PROBLEM TO SOLVE.
Extract every line of the items below that contains the word "mark".

DATASET.

◆ ◆ ◆ ◆ ◆ ◆ ◆

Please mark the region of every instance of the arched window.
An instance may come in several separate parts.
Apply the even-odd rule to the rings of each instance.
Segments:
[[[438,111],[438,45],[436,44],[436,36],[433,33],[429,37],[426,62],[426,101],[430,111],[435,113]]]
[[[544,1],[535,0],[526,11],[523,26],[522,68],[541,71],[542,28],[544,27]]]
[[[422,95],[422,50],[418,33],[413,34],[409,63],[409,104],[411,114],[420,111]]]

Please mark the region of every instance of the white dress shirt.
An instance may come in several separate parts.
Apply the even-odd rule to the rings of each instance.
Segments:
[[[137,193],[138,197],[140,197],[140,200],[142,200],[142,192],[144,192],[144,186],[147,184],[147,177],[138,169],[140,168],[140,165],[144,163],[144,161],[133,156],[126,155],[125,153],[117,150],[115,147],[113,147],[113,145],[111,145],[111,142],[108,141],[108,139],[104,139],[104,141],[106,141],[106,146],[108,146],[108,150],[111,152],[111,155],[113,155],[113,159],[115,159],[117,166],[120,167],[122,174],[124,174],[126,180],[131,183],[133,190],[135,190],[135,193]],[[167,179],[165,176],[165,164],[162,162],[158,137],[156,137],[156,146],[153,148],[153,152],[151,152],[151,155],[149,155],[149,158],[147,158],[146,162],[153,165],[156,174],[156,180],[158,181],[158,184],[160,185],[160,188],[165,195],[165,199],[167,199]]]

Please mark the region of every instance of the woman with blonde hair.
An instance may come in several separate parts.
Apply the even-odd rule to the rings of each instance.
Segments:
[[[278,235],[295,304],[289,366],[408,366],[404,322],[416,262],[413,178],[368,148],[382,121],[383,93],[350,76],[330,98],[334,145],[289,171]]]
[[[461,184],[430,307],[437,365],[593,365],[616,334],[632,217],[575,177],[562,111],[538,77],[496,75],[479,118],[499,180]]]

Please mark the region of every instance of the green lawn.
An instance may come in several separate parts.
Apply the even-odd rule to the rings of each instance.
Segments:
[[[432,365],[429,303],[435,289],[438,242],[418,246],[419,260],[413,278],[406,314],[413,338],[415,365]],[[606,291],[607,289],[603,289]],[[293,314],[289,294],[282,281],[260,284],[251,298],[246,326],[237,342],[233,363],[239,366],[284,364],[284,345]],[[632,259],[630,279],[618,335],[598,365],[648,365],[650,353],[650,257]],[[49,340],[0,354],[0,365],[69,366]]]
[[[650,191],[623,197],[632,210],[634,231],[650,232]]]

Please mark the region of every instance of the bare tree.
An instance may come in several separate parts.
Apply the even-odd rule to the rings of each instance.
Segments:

◆ ◆ ◆ ◆ ◆ ◆ ◆

COMPLETE ANSWER.
Please mark the region of every instance of the arched window.
Please mark the region of every instance of the white dress shirt.
Please mark the region of every instance of the woman with blonde hair.
Please mark the region of every instance of the green lawn.
Please mark the region of every instance of the bare tree.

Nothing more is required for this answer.